WORK TO BE COMPLETED:
Which lines in the listing below contain the word "white"? Show every one of them, treating uppercase and lowercase as different.

▶

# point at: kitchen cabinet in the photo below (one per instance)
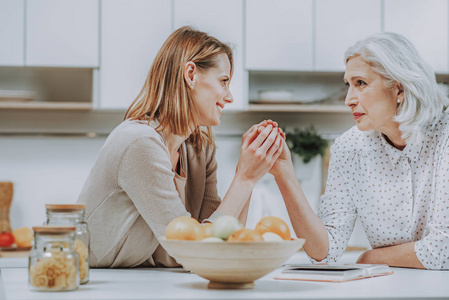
(339, 24)
(11, 32)
(223, 20)
(131, 34)
(62, 33)
(279, 35)
(425, 24)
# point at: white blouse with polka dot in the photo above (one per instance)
(400, 196)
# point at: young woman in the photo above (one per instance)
(391, 170)
(159, 164)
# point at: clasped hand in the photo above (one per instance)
(262, 146)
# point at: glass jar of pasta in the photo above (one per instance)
(53, 262)
(73, 215)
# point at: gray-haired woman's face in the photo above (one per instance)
(373, 105)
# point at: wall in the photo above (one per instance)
(52, 168)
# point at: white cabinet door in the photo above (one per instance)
(131, 34)
(62, 33)
(11, 32)
(339, 24)
(223, 20)
(425, 24)
(279, 35)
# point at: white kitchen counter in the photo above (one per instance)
(178, 284)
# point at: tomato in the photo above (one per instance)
(6, 239)
(275, 225)
(245, 235)
(184, 228)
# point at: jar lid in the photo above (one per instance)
(65, 207)
(54, 229)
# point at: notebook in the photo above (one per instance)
(331, 272)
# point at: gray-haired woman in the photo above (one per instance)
(391, 170)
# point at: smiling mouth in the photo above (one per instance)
(357, 115)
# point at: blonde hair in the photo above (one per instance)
(165, 96)
(393, 57)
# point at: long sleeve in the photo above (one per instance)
(145, 175)
(433, 249)
(211, 199)
(337, 211)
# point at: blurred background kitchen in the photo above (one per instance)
(69, 69)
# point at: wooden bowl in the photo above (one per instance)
(231, 265)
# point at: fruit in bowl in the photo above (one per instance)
(236, 263)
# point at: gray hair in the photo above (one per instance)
(393, 57)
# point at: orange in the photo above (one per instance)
(275, 225)
(245, 235)
(184, 228)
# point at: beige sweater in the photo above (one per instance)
(130, 196)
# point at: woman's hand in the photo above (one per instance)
(258, 152)
(284, 161)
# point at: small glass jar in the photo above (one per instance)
(73, 215)
(53, 263)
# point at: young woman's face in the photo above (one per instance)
(211, 92)
(372, 103)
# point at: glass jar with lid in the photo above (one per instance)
(73, 215)
(53, 262)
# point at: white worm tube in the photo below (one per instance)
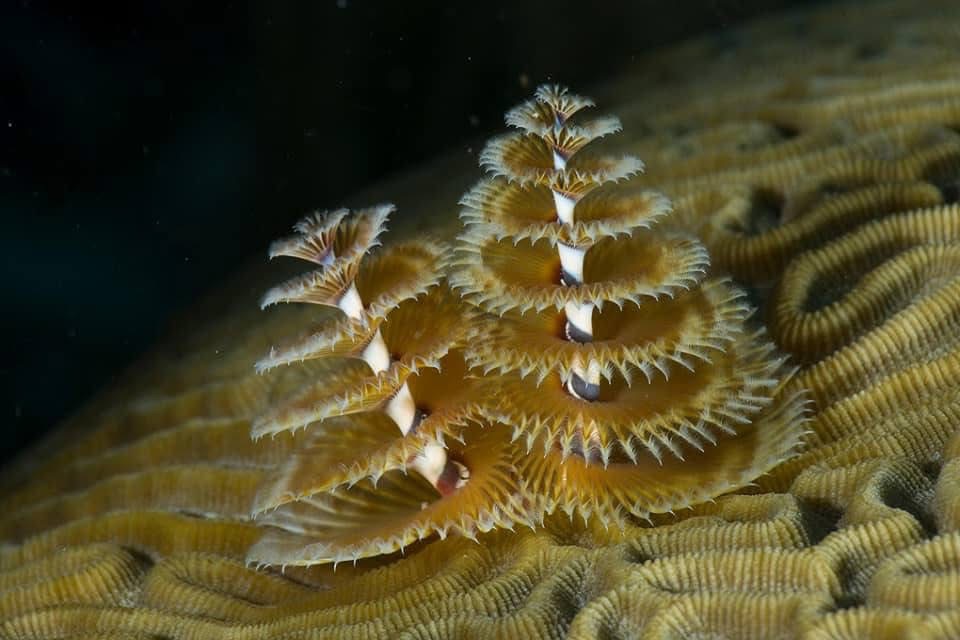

◀

WORKED SOLUTION:
# point at: white blouse with polka dot in the photo above (one per instance)
# point at: white cabinet door in the photo above (one per instance)
# point at: white kitchen counter in the photo above (one per instance)
# point at: white worm tube in the photo below (one per instance)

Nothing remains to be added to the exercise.